[[ Entries shown, beginning ]]
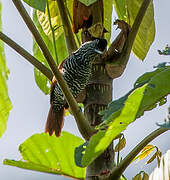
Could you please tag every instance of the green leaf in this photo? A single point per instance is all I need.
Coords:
(87, 2)
(42, 82)
(120, 7)
(55, 20)
(100, 141)
(37, 4)
(45, 153)
(158, 87)
(5, 103)
(108, 18)
(127, 10)
(146, 33)
(79, 152)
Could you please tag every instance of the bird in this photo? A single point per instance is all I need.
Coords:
(76, 70)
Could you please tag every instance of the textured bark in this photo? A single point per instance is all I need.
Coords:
(98, 93)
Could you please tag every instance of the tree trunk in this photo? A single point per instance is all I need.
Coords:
(98, 96)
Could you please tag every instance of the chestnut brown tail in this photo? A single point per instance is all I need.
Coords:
(55, 121)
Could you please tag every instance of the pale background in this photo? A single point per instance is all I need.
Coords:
(30, 105)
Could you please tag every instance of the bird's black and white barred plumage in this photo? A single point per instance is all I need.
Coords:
(76, 71)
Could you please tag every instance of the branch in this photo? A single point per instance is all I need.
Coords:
(82, 123)
(70, 41)
(128, 159)
(43, 69)
(124, 57)
(53, 33)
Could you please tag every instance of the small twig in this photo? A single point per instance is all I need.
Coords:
(78, 40)
(84, 127)
(118, 153)
(43, 69)
(53, 33)
(70, 41)
(128, 159)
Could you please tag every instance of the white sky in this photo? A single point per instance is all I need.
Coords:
(30, 105)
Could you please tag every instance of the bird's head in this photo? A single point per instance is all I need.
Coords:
(96, 46)
(93, 48)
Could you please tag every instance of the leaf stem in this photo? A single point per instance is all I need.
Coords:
(53, 33)
(43, 69)
(78, 40)
(70, 41)
(128, 159)
(84, 127)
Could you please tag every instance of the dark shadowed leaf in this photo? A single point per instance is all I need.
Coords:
(49, 154)
(5, 103)
(37, 4)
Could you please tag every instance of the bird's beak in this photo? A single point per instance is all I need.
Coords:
(98, 51)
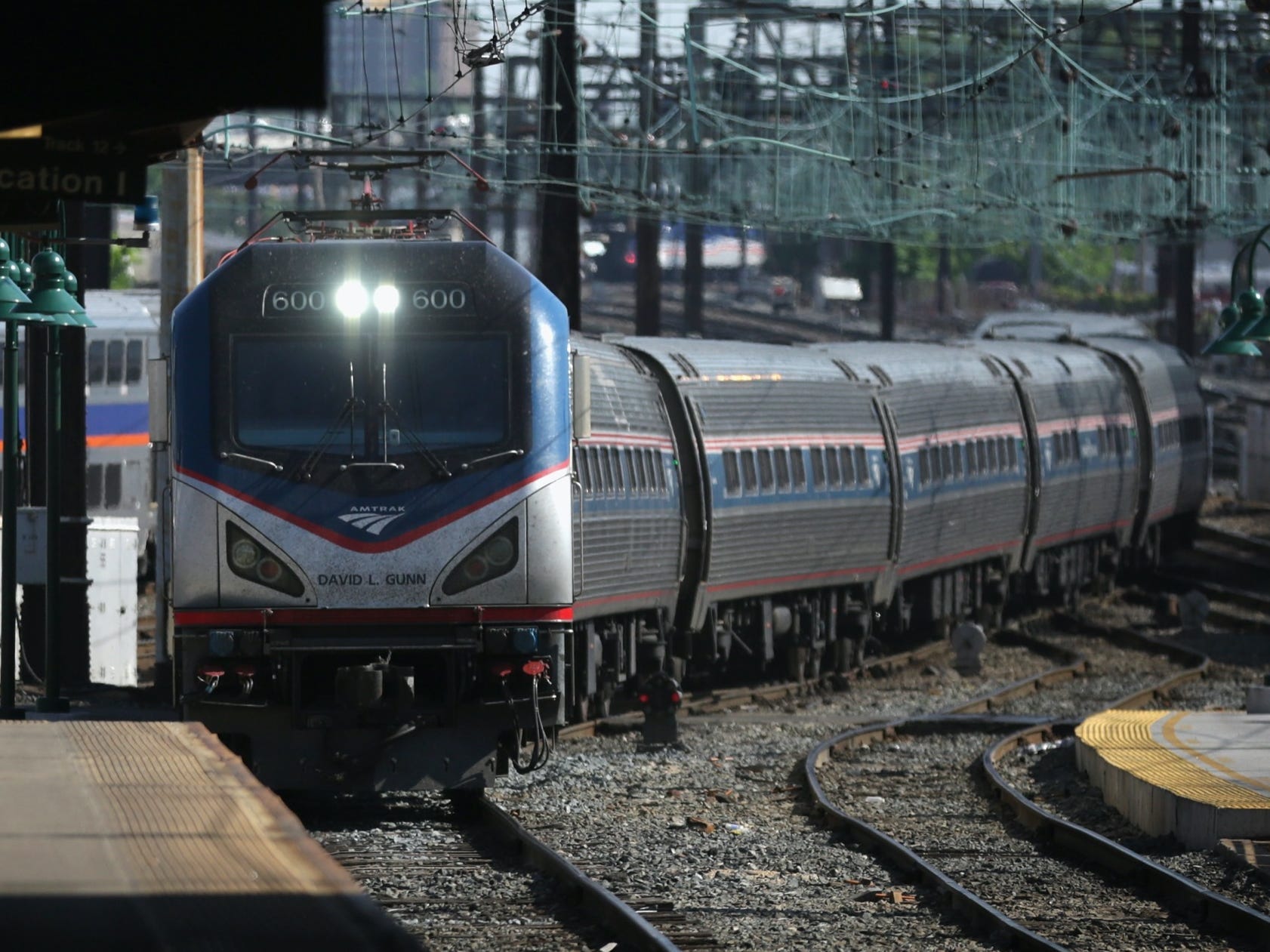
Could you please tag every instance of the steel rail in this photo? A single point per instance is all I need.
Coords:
(1086, 844)
(1236, 540)
(630, 929)
(960, 717)
(722, 698)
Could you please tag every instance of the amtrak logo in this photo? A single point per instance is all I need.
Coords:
(372, 518)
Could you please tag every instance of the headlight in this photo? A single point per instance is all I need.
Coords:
(351, 300)
(244, 553)
(249, 560)
(492, 559)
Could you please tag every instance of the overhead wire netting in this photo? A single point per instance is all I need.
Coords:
(970, 123)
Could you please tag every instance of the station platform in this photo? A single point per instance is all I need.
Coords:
(1202, 776)
(151, 836)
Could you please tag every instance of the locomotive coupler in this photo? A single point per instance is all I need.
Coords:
(661, 698)
(540, 749)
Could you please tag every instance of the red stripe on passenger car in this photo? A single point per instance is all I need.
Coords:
(781, 579)
(371, 547)
(966, 553)
(473, 615)
(625, 597)
(119, 439)
(1085, 531)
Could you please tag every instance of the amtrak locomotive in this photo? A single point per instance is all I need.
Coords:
(415, 525)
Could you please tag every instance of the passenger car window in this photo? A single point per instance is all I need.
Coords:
(797, 470)
(817, 467)
(132, 363)
(730, 473)
(748, 475)
(849, 467)
(97, 362)
(115, 362)
(782, 470)
(766, 478)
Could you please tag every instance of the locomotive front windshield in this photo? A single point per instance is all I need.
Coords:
(355, 396)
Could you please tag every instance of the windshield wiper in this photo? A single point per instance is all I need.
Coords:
(470, 464)
(346, 413)
(227, 454)
(436, 462)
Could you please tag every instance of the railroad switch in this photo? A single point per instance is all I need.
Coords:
(659, 700)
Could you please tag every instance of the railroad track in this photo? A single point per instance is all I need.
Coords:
(464, 873)
(1056, 886)
(1230, 568)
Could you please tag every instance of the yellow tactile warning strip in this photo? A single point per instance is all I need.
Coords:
(163, 808)
(1126, 741)
(151, 836)
(193, 818)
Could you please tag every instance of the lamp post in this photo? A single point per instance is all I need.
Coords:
(11, 296)
(48, 297)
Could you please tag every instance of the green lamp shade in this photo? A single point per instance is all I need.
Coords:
(1232, 340)
(1236, 348)
(1260, 330)
(11, 296)
(48, 294)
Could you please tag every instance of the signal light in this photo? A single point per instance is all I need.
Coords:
(1262, 67)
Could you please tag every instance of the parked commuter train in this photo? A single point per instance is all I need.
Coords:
(119, 479)
(417, 525)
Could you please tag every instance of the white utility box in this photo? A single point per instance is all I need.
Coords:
(32, 559)
(112, 592)
(112, 601)
(1255, 456)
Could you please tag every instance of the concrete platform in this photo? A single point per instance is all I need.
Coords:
(151, 836)
(1199, 776)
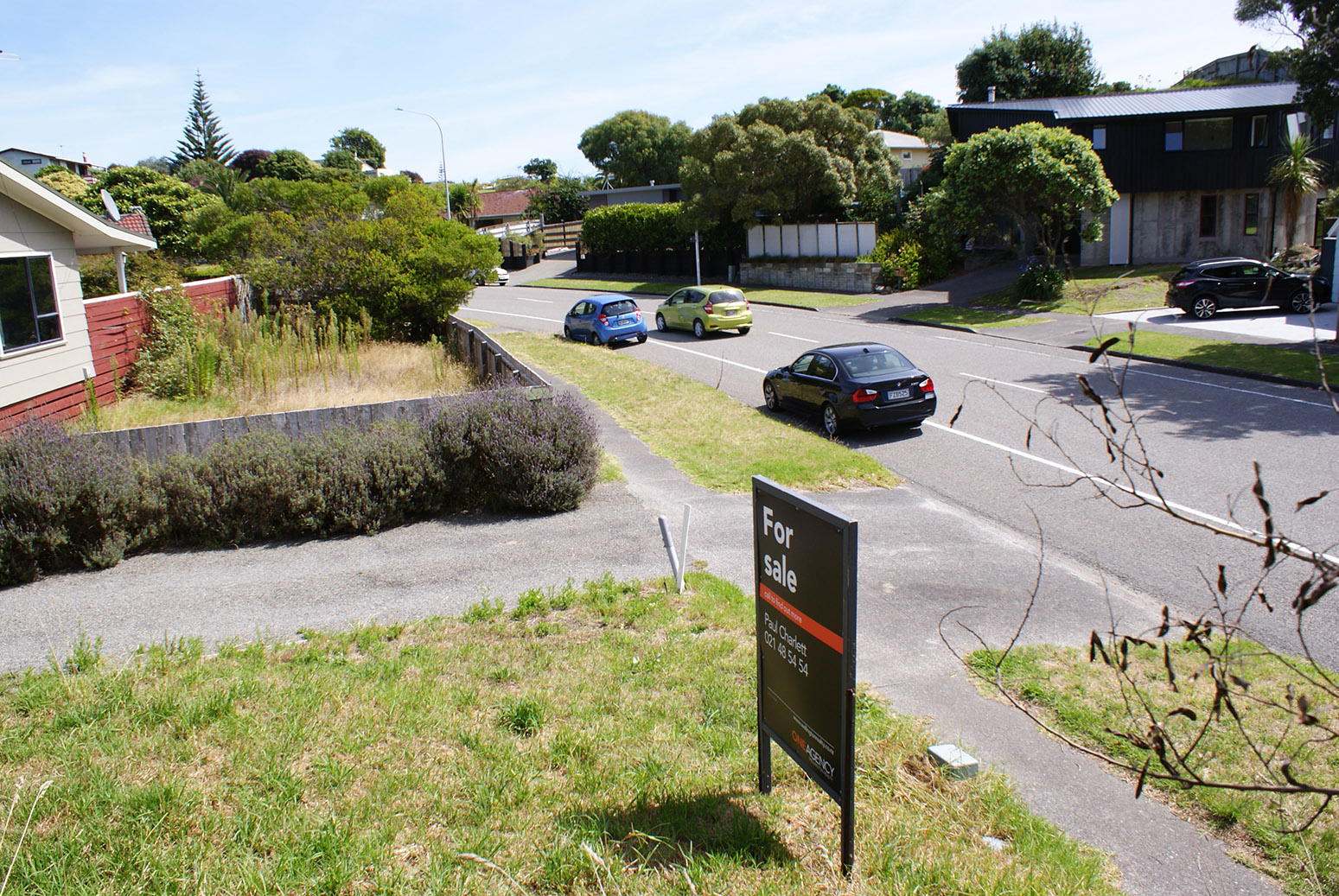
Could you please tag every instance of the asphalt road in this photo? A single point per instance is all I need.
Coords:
(1026, 429)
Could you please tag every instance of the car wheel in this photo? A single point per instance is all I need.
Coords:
(1300, 303)
(831, 423)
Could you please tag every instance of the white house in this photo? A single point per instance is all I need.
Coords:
(44, 346)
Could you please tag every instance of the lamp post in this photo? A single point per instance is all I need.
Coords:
(446, 187)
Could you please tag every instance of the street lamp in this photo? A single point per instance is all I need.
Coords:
(446, 187)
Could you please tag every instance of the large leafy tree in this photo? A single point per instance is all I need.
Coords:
(793, 160)
(635, 148)
(204, 136)
(165, 200)
(362, 145)
(1044, 178)
(1315, 65)
(1041, 60)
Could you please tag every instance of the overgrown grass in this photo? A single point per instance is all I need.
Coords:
(1217, 353)
(715, 440)
(975, 318)
(1097, 291)
(794, 297)
(386, 372)
(572, 745)
(1085, 699)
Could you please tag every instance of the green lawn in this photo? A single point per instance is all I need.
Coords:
(715, 440)
(1097, 291)
(797, 297)
(597, 740)
(1217, 353)
(1087, 701)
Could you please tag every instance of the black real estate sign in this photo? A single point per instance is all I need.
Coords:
(805, 601)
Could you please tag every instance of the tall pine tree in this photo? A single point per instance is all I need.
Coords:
(202, 136)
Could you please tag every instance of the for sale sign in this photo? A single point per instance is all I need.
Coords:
(805, 571)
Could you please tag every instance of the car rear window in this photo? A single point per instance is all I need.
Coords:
(875, 363)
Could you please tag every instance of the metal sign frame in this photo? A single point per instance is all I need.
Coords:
(805, 562)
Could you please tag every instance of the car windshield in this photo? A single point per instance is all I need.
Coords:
(875, 363)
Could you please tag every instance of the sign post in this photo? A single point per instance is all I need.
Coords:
(805, 559)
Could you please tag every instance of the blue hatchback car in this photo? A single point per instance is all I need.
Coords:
(604, 319)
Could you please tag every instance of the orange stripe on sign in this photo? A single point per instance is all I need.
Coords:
(814, 628)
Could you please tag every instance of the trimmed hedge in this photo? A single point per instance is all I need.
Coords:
(68, 503)
(634, 226)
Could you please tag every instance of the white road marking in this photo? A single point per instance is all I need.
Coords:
(504, 314)
(733, 363)
(1002, 382)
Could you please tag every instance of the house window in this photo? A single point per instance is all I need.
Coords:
(1197, 134)
(1259, 130)
(1208, 216)
(29, 312)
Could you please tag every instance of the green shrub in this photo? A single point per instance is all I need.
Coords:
(634, 226)
(65, 504)
(1041, 283)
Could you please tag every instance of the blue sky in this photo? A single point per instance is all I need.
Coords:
(514, 80)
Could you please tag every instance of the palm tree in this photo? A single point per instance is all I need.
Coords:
(1298, 175)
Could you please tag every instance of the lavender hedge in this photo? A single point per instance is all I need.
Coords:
(68, 503)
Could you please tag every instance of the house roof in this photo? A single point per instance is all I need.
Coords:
(1156, 102)
(896, 139)
(502, 202)
(92, 233)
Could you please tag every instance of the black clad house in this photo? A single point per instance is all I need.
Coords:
(1190, 165)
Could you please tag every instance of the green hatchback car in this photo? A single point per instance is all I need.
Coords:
(705, 309)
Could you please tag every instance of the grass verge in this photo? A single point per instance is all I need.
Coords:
(1216, 353)
(715, 440)
(794, 297)
(572, 745)
(972, 318)
(1087, 699)
(1097, 291)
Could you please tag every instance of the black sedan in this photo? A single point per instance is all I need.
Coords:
(1205, 287)
(865, 384)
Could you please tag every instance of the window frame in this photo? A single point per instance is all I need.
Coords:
(38, 318)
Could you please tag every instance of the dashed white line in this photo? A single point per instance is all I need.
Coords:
(1003, 382)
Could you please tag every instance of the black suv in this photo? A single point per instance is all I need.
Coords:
(1204, 287)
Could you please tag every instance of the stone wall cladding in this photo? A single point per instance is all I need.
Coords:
(831, 276)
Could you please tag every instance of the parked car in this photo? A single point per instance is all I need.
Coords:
(1205, 287)
(605, 319)
(705, 309)
(495, 276)
(865, 384)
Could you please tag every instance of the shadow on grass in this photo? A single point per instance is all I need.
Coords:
[[ Entries shown, end ]]
Reply with nothing but the number of lines in the data that include the word "platform".

[Answer for this exercise] 2